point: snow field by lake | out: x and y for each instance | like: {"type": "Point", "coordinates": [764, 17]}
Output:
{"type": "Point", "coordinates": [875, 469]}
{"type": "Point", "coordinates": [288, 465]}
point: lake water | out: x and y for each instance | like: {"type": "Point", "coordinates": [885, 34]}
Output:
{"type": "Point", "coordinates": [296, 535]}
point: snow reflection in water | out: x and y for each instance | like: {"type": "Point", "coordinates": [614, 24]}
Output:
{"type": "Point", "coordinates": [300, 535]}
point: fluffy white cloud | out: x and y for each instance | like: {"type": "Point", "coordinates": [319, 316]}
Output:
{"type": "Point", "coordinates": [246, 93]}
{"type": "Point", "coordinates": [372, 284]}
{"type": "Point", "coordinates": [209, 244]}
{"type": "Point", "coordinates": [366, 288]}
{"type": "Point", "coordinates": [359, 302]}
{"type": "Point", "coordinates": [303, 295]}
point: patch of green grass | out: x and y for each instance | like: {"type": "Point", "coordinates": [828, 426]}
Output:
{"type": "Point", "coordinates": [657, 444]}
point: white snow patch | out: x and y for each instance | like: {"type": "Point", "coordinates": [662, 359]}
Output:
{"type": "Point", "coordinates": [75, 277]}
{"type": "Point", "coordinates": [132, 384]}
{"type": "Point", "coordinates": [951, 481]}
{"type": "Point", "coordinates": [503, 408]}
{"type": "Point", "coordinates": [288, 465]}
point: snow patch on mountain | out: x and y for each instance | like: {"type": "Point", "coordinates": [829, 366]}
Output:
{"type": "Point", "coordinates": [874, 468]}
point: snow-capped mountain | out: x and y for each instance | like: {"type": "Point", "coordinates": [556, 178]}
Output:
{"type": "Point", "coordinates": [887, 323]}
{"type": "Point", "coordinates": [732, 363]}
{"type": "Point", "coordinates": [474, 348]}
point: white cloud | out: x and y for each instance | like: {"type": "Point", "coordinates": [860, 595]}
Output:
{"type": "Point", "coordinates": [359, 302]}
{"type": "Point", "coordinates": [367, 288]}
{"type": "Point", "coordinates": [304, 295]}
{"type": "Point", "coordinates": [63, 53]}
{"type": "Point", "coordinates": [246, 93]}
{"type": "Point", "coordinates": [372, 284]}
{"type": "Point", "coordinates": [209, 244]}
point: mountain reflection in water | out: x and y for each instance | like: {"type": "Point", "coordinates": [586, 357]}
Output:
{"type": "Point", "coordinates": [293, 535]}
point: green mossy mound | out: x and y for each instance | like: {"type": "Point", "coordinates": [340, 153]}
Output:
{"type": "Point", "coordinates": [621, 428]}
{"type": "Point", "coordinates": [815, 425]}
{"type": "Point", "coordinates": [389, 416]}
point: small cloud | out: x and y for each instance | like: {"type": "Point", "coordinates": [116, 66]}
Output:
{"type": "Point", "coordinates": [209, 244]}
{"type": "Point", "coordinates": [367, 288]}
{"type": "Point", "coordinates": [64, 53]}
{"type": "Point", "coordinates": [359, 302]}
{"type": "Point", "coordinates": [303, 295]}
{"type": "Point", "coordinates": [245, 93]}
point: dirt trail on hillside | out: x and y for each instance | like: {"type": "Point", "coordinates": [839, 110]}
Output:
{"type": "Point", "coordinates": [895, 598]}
========
Task
Extract every line of the records above and reproduce each one verbatim, in its original order.

Exercise answer
point: snow field by lake | out: x and y for each instance | like: {"type": "Point", "coordinates": [764, 17]}
Output:
{"type": "Point", "coordinates": [875, 469]}
{"type": "Point", "coordinates": [288, 465]}
point: lake water | out: x and y for each instance | like: {"type": "Point", "coordinates": [885, 34]}
Output:
{"type": "Point", "coordinates": [296, 535]}
point: snow reflection in water | out: x and y for each instance | like: {"type": "Point", "coordinates": [614, 24]}
Output:
{"type": "Point", "coordinates": [300, 535]}
point: fluffy white cloud | out: x and y for each instance | like: {"type": "Point", "coordinates": [319, 316]}
Output:
{"type": "Point", "coordinates": [246, 93]}
{"type": "Point", "coordinates": [372, 284]}
{"type": "Point", "coordinates": [209, 244]}
{"type": "Point", "coordinates": [366, 288]}
{"type": "Point", "coordinates": [359, 302]}
{"type": "Point", "coordinates": [303, 295]}
point: patch of green grass | out: x and y for each instance | like: {"type": "Point", "coordinates": [828, 426]}
Output:
{"type": "Point", "coordinates": [657, 444]}
point: white snow patch | out: x and y for each instance | like: {"type": "Point", "coordinates": [662, 359]}
Output:
{"type": "Point", "coordinates": [75, 277]}
{"type": "Point", "coordinates": [132, 384]}
{"type": "Point", "coordinates": [951, 481]}
{"type": "Point", "coordinates": [503, 408]}
{"type": "Point", "coordinates": [288, 465]}
point: snow patch on mountain | out: x and y for each instance | like: {"type": "Point", "coordinates": [829, 366]}
Output:
{"type": "Point", "coordinates": [874, 468]}
point: snow-capped mountain | out: x and y for each instance | like: {"type": "Point", "coordinates": [556, 178]}
Output:
{"type": "Point", "coordinates": [887, 323]}
{"type": "Point", "coordinates": [732, 363]}
{"type": "Point", "coordinates": [474, 348]}
point: white cloud | out: x and y for each instance | like: {"type": "Point", "coordinates": [860, 595]}
Output:
{"type": "Point", "coordinates": [359, 302]}
{"type": "Point", "coordinates": [367, 288]}
{"type": "Point", "coordinates": [304, 295]}
{"type": "Point", "coordinates": [63, 53]}
{"type": "Point", "coordinates": [246, 93]}
{"type": "Point", "coordinates": [372, 284]}
{"type": "Point", "coordinates": [209, 244]}
point: mountain reflection in water | out: x and y for each instance | like: {"type": "Point", "coordinates": [586, 357]}
Output:
{"type": "Point", "coordinates": [293, 535]}
point: green mossy mound | out: x and y for each instance | like: {"type": "Point", "coordinates": [340, 153]}
Output:
{"type": "Point", "coordinates": [621, 428]}
{"type": "Point", "coordinates": [815, 425]}
{"type": "Point", "coordinates": [389, 416]}
point: small cloud | out: x and y for each instance | like: {"type": "Point", "coordinates": [116, 66]}
Output:
{"type": "Point", "coordinates": [209, 244]}
{"type": "Point", "coordinates": [367, 288]}
{"type": "Point", "coordinates": [64, 53]}
{"type": "Point", "coordinates": [359, 302]}
{"type": "Point", "coordinates": [303, 295]}
{"type": "Point", "coordinates": [245, 93]}
point: dirt trail on hillside | out: x and y for each instance | like: {"type": "Point", "coordinates": [839, 110]}
Output:
{"type": "Point", "coordinates": [895, 598]}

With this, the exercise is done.